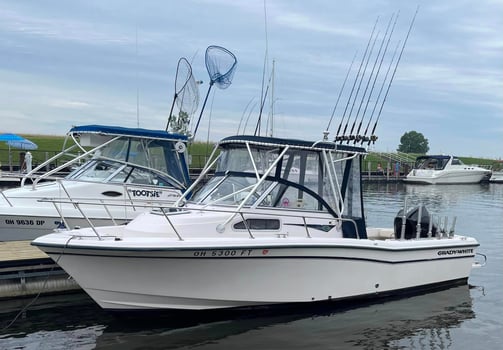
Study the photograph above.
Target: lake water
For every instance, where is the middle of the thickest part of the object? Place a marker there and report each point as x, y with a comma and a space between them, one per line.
464, 317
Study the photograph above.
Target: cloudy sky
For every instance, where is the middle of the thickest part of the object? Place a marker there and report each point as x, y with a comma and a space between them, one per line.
67, 63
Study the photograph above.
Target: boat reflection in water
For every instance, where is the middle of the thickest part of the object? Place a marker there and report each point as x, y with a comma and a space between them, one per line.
74, 321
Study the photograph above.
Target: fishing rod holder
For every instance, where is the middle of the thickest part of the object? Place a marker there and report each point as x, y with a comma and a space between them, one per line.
356, 138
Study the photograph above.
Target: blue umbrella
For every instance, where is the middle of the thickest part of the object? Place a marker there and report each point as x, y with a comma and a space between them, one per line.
16, 141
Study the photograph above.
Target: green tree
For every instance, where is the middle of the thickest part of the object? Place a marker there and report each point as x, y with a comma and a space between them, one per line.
413, 142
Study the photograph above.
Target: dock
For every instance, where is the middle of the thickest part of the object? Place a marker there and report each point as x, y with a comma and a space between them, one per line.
26, 271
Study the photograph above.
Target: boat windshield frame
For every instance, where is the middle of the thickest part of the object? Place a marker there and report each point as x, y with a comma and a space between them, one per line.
173, 172
263, 172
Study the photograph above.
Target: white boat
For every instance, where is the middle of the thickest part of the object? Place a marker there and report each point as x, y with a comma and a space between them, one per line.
281, 221
443, 169
496, 177
112, 166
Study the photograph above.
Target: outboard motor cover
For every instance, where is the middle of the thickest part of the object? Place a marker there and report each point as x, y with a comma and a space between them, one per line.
411, 220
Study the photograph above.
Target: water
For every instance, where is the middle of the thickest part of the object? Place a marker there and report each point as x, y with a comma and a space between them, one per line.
465, 317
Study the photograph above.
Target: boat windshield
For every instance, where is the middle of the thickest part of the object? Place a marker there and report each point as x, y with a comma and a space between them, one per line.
265, 177
136, 160
434, 163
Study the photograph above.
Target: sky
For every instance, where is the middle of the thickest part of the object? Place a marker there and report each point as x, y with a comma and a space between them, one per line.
66, 63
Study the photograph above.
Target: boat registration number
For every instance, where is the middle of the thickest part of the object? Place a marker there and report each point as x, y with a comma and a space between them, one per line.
223, 253
24, 222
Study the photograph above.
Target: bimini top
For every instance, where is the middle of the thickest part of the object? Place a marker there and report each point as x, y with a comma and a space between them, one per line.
121, 131
434, 157
271, 141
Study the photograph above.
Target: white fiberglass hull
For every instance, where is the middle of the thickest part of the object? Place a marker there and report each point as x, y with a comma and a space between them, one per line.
160, 273
433, 177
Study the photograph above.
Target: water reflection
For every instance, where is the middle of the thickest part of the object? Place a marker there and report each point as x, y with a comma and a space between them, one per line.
467, 202
415, 323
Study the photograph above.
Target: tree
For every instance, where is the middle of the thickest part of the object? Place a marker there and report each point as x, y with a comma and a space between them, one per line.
413, 142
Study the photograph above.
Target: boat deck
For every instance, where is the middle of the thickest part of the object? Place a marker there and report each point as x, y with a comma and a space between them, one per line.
19, 250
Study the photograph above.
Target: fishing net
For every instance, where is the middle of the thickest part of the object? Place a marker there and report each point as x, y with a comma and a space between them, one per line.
186, 97
221, 64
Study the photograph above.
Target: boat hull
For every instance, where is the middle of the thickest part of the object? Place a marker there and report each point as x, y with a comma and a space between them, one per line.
26, 214
240, 275
439, 177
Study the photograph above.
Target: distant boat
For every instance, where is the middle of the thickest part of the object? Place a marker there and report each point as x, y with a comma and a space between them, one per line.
281, 221
445, 169
112, 166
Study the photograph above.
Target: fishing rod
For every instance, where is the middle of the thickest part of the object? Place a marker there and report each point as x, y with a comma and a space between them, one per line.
262, 103
243, 115
337, 137
358, 91
373, 137
381, 90
340, 94
357, 136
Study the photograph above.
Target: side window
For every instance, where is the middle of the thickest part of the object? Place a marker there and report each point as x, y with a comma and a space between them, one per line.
258, 224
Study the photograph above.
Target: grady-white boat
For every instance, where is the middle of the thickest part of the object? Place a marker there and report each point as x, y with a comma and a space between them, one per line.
496, 177
112, 165
281, 221
440, 169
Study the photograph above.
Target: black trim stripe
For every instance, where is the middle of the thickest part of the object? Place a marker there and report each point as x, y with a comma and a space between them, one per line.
287, 257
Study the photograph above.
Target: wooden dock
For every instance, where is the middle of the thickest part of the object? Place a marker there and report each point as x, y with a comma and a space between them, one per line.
25, 270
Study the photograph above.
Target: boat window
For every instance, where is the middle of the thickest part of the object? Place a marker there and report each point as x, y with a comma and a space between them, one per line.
97, 170
258, 224
238, 159
457, 161
117, 150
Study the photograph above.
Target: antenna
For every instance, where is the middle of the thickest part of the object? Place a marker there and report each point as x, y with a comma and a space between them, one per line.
338, 97
354, 84
373, 138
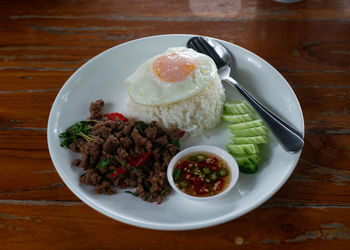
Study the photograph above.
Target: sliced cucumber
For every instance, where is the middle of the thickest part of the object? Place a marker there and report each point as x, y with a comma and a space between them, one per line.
262, 130
242, 149
248, 130
254, 158
245, 125
239, 118
237, 107
247, 164
260, 139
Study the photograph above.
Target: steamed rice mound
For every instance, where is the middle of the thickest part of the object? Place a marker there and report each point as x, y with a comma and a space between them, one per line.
193, 115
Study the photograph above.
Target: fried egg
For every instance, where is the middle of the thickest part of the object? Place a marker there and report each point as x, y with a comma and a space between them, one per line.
173, 76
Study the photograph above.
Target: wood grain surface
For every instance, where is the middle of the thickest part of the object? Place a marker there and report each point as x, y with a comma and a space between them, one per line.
43, 42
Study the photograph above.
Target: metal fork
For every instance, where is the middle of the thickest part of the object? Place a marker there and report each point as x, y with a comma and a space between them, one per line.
287, 135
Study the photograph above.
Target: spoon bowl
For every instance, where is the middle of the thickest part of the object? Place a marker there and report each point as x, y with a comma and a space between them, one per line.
288, 136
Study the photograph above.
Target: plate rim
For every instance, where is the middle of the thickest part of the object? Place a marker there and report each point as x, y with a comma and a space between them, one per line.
155, 225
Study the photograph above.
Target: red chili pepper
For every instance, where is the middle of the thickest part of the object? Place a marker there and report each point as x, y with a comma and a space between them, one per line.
115, 115
214, 160
200, 190
202, 164
214, 167
141, 159
119, 171
183, 165
182, 133
196, 181
219, 184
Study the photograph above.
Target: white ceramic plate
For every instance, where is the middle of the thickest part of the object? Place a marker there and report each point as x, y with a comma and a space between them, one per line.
103, 77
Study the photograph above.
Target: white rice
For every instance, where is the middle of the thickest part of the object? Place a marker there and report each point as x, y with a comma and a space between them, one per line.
193, 115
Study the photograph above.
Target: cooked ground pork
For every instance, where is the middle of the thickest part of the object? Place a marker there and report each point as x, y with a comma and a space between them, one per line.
126, 153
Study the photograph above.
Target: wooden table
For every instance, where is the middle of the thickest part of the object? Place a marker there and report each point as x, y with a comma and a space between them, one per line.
43, 42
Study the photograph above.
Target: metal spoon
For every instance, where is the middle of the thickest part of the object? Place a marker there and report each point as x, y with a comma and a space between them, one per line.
288, 136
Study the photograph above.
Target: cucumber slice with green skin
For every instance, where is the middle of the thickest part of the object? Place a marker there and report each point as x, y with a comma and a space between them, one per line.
237, 107
260, 139
242, 149
240, 118
245, 125
262, 130
247, 167
253, 158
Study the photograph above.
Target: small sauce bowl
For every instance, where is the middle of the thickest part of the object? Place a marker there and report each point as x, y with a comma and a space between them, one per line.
217, 152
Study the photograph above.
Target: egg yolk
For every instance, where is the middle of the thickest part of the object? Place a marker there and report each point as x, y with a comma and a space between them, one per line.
173, 67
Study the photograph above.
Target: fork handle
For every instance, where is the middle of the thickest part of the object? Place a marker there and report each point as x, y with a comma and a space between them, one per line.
288, 136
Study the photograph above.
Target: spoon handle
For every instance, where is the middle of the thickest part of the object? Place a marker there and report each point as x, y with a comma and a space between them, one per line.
288, 136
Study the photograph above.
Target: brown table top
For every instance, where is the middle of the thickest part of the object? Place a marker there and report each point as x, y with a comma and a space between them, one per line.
43, 42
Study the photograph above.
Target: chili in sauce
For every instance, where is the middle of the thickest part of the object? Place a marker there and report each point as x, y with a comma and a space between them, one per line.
202, 175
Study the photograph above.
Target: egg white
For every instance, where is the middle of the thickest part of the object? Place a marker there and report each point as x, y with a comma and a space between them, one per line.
148, 89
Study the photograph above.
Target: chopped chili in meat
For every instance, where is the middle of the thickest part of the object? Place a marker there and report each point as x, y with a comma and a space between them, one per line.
121, 152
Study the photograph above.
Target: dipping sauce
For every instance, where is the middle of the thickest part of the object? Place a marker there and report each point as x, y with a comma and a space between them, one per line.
202, 174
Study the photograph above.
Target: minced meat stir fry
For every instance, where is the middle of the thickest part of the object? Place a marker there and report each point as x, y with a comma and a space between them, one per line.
121, 152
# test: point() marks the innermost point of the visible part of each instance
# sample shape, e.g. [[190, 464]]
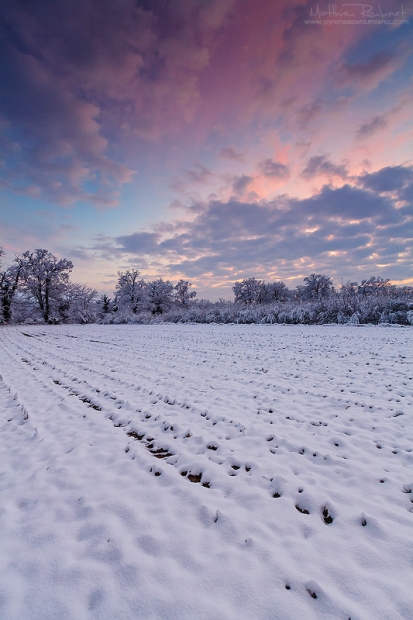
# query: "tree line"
[[37, 289]]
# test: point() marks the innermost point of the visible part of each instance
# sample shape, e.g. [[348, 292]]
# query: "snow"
[[206, 472]]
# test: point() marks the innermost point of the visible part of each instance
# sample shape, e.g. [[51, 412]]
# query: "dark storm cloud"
[[355, 222]]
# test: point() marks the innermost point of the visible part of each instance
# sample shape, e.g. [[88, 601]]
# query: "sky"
[[210, 140]]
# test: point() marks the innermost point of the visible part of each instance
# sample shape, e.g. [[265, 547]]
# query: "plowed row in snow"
[[206, 471]]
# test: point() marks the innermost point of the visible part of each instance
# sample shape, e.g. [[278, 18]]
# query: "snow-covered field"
[[211, 472]]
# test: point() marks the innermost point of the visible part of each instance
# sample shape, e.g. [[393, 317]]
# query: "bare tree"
[[45, 278], [159, 295], [316, 286], [182, 295], [130, 291], [9, 280]]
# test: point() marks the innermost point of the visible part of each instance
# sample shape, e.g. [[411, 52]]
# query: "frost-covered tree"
[[348, 296], [247, 291], [159, 295], [316, 286], [274, 291], [76, 304], [9, 280], [130, 291], [182, 294], [45, 280], [376, 286], [106, 304]]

> [What you have to do] Would you please copy, word for word, everything above from the line containing "Target: dipping sauce" down to the line containing "Target: minced meat stir fry", those two lines included?

> [Task answer]
Target: dipping sauce
For every instance, where is the middle of the thickest part of the object? Place a marker there and report each point as x, y with a comma and a space between them, one per line.
202, 174
Study the photograph above.
Target: minced meat stir fry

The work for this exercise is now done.